**Work to complete**
**A)** In the sailing advice post, what qualification do the writer and the writer's wife both hold today?
**B)** Repeat the part of the sailing advice post from "You've gotten a" up to and including "the way to go.", word for word.

**Text excerpt**
You've gotten a lot of good responses and good suggestions. Here are a couple more:

When we started sailing, I knew a bit about sailing, but my wife had never been on a boat before.

First - sailing is like skiing - a spouse cannot teach their SO how to ski (do not ask me how I know this). Getting lessons is the way to go.

Take the lessons together - that way your learning curves will be similar (ok - I knew how to sail but I took the basic sailing course with her - guess what? I also learned some things).

The first many years we had a firm contract - one day I would be the skipper and at the helm - the next day it was her. Equal time, including the docking even in very heavy weather. Gave her a lot of confidence and insured that sailing was an equal venture.

I simply can't stress the above (equal time) enough. It will ensure that you are true partners in this. Sure I have a lot more upper body strength than she does - so today I do most of the heavy stuff. But not at the beginning - we figured out ways for her to do the heavy stuff.

Today we are both Yachtmaster Ocean and sail in just about any weather, it doesn't faze her at all. I go below to get my sleep even when we are sailing in 45-50 knot winds. she can handle almost anything and if she needs help she'll call me (as I will call her if I need help).

**Data under study**
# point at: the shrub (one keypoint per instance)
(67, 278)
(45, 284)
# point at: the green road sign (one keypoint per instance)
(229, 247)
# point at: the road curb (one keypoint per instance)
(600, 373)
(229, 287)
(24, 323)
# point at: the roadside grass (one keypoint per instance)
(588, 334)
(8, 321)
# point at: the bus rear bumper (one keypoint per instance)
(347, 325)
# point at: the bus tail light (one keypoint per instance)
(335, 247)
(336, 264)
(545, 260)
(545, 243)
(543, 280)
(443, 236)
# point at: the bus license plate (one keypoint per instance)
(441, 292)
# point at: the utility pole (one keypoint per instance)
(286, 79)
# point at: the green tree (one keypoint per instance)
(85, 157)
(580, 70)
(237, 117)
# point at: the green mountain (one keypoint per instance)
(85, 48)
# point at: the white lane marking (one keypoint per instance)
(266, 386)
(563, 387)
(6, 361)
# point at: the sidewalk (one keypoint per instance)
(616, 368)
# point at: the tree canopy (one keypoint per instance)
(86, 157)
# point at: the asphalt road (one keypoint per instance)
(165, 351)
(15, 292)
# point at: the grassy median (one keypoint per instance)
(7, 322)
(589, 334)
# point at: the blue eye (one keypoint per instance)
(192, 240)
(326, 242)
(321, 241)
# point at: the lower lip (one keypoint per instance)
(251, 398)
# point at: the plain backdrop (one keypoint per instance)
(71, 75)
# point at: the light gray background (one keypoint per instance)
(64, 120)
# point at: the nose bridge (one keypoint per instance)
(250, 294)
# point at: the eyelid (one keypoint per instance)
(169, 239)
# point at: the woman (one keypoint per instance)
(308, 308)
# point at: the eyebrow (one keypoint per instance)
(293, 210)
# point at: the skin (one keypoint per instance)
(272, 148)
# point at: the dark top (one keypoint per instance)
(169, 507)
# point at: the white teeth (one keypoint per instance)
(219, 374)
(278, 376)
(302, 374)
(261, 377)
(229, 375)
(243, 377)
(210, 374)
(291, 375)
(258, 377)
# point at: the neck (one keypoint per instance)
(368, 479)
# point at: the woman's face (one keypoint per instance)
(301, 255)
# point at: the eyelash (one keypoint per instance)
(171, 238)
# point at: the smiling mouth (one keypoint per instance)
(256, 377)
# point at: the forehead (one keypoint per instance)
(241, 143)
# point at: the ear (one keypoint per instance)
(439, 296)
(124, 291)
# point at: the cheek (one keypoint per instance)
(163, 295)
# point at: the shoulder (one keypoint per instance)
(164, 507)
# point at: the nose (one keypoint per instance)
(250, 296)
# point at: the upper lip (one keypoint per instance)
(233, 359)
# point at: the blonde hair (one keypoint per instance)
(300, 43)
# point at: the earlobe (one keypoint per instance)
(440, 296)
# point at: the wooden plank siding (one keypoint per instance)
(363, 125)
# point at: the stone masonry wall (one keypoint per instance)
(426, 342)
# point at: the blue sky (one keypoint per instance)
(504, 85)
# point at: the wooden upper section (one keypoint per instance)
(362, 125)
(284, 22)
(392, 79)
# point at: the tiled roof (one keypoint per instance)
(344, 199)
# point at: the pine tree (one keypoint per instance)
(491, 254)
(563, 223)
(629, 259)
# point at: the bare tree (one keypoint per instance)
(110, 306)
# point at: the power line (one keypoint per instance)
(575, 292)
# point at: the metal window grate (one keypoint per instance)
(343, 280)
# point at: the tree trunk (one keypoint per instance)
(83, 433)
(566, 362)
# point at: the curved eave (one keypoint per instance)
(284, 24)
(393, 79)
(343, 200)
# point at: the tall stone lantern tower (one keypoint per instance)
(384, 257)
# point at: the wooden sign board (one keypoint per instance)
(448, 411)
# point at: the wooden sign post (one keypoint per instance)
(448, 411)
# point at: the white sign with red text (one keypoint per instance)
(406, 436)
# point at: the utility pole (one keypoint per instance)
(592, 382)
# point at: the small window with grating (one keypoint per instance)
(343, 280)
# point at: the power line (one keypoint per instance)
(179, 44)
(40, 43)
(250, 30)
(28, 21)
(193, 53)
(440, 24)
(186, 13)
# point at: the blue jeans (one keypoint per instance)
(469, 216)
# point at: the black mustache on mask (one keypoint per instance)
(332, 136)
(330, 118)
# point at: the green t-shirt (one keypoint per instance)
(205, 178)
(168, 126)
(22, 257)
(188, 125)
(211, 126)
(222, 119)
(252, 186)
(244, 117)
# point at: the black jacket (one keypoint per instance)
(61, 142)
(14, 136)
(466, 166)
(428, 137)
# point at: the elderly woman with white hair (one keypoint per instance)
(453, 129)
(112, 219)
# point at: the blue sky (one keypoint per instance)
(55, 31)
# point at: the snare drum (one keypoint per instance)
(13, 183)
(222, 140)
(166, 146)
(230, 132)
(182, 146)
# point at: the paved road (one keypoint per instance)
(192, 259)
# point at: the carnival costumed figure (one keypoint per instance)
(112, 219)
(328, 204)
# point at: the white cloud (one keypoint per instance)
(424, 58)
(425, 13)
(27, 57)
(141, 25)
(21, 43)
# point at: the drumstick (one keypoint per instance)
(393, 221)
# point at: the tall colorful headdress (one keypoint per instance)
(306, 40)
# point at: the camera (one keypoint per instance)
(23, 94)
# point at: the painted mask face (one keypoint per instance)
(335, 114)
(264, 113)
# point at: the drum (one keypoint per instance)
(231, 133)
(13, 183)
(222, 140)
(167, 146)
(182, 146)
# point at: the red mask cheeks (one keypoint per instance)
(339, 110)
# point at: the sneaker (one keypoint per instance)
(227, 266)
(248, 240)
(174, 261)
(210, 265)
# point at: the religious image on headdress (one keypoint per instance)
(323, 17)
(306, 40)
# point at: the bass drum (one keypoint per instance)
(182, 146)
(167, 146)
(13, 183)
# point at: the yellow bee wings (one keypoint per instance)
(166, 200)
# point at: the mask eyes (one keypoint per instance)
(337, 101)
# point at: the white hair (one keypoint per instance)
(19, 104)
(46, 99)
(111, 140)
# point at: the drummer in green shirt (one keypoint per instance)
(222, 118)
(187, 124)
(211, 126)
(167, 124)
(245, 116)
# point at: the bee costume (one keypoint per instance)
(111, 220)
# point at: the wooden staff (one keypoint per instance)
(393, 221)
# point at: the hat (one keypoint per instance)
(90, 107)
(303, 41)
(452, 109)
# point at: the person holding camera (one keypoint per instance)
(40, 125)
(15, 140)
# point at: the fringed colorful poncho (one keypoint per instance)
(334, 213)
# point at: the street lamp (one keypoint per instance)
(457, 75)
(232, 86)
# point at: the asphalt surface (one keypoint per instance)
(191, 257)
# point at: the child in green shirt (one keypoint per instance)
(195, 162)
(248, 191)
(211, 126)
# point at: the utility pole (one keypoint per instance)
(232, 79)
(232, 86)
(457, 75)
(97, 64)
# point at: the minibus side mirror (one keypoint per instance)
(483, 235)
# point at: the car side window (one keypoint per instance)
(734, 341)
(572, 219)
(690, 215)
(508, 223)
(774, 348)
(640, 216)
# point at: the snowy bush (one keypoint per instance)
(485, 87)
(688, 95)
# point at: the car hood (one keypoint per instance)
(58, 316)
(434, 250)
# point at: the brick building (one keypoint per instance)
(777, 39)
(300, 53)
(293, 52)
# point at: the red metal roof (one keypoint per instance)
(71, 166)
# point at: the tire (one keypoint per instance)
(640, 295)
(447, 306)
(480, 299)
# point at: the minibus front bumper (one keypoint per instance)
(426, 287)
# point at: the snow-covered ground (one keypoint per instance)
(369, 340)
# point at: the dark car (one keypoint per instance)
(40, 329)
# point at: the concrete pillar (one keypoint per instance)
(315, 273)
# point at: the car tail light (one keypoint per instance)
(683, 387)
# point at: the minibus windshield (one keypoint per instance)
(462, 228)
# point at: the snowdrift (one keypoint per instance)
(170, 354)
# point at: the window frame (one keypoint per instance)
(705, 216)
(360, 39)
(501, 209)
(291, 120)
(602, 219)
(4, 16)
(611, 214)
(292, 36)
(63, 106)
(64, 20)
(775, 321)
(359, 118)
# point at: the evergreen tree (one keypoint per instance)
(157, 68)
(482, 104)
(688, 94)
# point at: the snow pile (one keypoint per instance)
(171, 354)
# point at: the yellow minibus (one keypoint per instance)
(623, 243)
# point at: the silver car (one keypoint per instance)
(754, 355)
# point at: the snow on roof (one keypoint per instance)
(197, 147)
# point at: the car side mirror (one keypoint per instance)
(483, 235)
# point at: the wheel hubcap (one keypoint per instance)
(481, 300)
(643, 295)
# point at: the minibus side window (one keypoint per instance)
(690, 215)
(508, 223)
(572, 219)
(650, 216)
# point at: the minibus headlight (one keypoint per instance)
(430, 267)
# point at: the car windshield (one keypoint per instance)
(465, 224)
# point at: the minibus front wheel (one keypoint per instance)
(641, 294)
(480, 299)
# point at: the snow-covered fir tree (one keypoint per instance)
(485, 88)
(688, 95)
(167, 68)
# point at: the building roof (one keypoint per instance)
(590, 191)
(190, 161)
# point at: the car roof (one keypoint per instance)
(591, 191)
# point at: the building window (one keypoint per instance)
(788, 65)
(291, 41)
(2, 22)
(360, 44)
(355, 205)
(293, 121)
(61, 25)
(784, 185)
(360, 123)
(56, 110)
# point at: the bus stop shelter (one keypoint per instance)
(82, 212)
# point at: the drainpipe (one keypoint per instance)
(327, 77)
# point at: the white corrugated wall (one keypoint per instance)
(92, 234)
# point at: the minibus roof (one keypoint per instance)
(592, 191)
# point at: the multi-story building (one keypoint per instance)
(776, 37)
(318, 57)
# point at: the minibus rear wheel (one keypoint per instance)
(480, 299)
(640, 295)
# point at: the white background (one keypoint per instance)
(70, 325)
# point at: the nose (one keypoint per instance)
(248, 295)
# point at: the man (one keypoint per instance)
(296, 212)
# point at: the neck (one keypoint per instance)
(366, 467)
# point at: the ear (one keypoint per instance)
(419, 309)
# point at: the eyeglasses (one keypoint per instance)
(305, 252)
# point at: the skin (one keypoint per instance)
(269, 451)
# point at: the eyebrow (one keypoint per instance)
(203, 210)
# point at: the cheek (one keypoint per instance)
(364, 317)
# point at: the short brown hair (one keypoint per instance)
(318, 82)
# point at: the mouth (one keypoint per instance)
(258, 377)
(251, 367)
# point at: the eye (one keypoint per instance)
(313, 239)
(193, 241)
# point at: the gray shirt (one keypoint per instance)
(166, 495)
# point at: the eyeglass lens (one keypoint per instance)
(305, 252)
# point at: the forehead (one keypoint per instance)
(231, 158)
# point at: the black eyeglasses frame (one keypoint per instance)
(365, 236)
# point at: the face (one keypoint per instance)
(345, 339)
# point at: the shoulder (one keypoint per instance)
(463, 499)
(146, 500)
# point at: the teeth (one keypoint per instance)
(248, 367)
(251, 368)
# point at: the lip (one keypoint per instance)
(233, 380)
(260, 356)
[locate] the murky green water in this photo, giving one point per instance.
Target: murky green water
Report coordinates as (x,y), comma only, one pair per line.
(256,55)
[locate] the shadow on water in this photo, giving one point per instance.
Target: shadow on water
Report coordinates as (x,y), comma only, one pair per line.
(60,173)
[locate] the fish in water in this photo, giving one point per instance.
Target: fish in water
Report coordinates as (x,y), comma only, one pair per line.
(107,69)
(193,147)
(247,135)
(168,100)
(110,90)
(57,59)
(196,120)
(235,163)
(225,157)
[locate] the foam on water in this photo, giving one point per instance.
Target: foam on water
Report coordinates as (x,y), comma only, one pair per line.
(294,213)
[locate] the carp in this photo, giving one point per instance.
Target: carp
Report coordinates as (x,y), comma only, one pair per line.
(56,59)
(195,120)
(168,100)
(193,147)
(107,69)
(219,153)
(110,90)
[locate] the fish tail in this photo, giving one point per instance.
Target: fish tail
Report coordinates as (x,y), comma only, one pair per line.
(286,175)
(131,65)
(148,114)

**Exercise responses**
**A)** They are both Yachtmaster Ocean.

**B)**
You've gotten a lot of good responses and good suggestions. Here are a couple more:

When we started sailing, I knew a bit about sailing, but my wife had never been on a boat before.

First - sailing is like skiing - a spouse cannot teach their SO how to ski (do not ask me how I know this). Getting lessons is the way to go.